# 문제 제시
아래 자료에서 다음 문자열이 들어 있는 줄을 모두 찾아 옮겨 적으시오: "covered". 대소문자를 구별한다.

# 처리할 자료
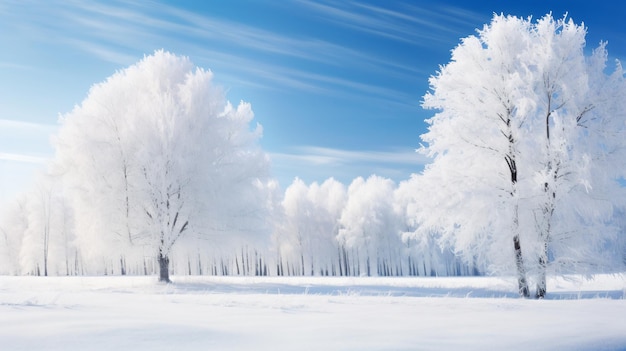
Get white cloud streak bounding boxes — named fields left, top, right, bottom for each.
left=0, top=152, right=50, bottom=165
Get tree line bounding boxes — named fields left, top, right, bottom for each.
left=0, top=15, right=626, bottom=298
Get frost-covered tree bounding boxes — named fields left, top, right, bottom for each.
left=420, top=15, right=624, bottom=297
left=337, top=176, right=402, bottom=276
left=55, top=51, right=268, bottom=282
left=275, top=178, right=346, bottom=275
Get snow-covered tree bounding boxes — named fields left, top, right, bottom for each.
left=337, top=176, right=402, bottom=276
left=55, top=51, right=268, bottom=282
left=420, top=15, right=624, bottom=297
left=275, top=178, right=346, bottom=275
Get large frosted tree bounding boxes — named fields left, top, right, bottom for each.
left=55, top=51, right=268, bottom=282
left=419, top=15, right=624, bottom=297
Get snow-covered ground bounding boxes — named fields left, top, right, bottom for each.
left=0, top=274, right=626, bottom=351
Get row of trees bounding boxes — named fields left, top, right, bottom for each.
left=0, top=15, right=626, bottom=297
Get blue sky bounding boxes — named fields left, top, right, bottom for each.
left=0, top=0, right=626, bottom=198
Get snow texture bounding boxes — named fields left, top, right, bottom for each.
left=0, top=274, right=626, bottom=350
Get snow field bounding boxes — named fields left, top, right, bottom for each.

==

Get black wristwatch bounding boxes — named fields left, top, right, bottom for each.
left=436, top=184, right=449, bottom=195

# 과제 풀이
Get frost-covered tree bounding boxes — named fields left, top, right, bottom for each.
Get snow-covered tree bounding boxes — named fields left, top, right, bottom for each.
Get snow-covered ground bounding boxes — named fields left, top, right, bottom for each.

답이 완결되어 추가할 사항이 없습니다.